▶ [EXTRACT]
- - - - - - -
Not long from now, we will make laws, set policies, write regulations and create programs by first "playing" the likely consequences in synthetic worlds, says Anne Laurent, longtime observer of federal management and creator, just this year, of a new blog, “The Agile Mind.”

Laurent has written and edited for Government Executive for 12 years and did the same for Federal Times for 10 years before that. Now, she is blazing a new trail both in journalism and government, exploring how new human-computer interfaces, gaming, virtual worlds and other innovations will reshape the way agencies function and the way we explain what they do and how they do it.

Laurent has written recently for Tech Insider about NASA and other agencies venturing into synthetic worlds such as Second Life. She has written for Government Executive about the Defense Department’s increasing use of gaming software for training, and about the Army’s move into private virtual worlds.

On “The Agile Mind,” she's weaving all these trends and others into a vision of a virtual government in which, she writes:

We will interact with all kinds of data--program results, claims processed, rates of environmental change, response times, performance, cost, schedule, etc.--physically via wall-sized multi-touch screens and computer tables, not keyboards and monitors.

Displaying and manipulating on one large screen both live and historical information about the past and current conditions and the effects of agency actions will allow us to see trends and possibilities and make predictions in ways we simply cannot today, when information resides in silos and behind the walls of very different organizations and is static and lifeless. Most of what we do digitally will involve touching and moving images or actually stepping into situations via our digital doubles--avatars--in uncannily accurate models of the real world.

For a sneak peak at the future, she points out, we need only turn to CNN, which began using a multi-touch computer wall as a news broadcasting tool on Jan. 2. Or visit NASA, the National Oceanic and Atmospheric Administration and the Centers for Disease Control and Prevention in Second Life. Or test the online game, “America’s Army,” the hugely popular recruiting tool. Or join the Federal Consortium for Virtual Worlds.

Laurent suggests that gaming and synthetic worlds and visualization and ubiquitous computing will become commonplace in government because the next generation of politicians and employees will expect and demand it. "These people will not, cannot, manage information on paper, or in spreadsheets or online dashboards," she writes. "They will not endure the kludgy, slow, inefficient process of learning new software and keeping that knowledge up to date merely to be able to manipulate data. . . . They will demand to see and touch and manipulate what is known about problems and to 'play' possible solutions so they can view the likely outcomes before choosing how to proceed."

It’s a beguiling vision filled with promise and peril. Laurent is an able and engaging chronicler of it.
- - - - - - -
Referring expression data
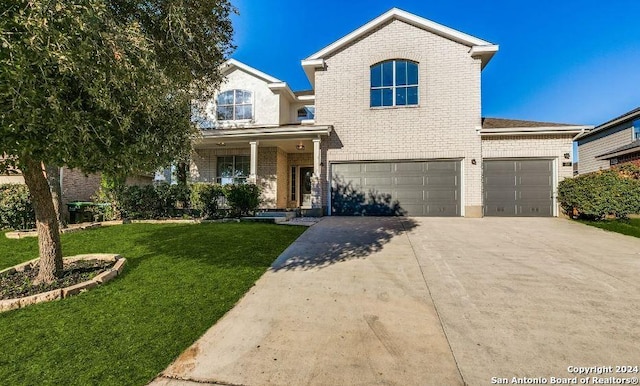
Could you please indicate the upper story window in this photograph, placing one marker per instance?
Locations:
(394, 83)
(234, 105)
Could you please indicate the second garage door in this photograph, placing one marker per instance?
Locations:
(420, 188)
(518, 187)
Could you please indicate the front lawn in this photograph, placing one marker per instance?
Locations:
(179, 279)
(630, 227)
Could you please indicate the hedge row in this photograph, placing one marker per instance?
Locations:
(164, 200)
(612, 192)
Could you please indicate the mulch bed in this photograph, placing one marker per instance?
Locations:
(19, 284)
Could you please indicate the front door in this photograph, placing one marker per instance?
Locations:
(305, 187)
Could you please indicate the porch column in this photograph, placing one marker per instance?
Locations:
(316, 192)
(253, 168)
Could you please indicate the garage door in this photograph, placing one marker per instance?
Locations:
(425, 188)
(518, 187)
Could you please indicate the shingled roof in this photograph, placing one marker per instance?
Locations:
(501, 123)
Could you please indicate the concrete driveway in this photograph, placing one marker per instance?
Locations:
(397, 301)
- - - - - - -
▶ [REQUIRED ACTIONS]
1. According to the piece about virtual government, how many years has Laurent written and edited for Government Executive?
2. Repeat the passage from the piece about virtual government, starting at "Laurent has written recently" and ending at "keyboards and monitors.", and switch "gaming software" to "simulation software".

▶ [RESULTS BY TASK]
1. 12 years

2.
Laurent has written recently for Tech Insider about NASA and other agencies venturing into synthetic worlds such as Second Life. She has written for Government Executive about the Defense Department’s increasing use of simulation software for training, and about the Army’s move into private virtual worlds.

On “The Agile Mind,” she's weaving all these trends and others into a vision of a virtual government in which, she writes:

We will interact with all kinds of data--program results, claims processed, rates of environmental change, response times, performance, cost, schedule, etc.--physically via wall-sized multi-touch screens and computer tables, not keyboards and monitors.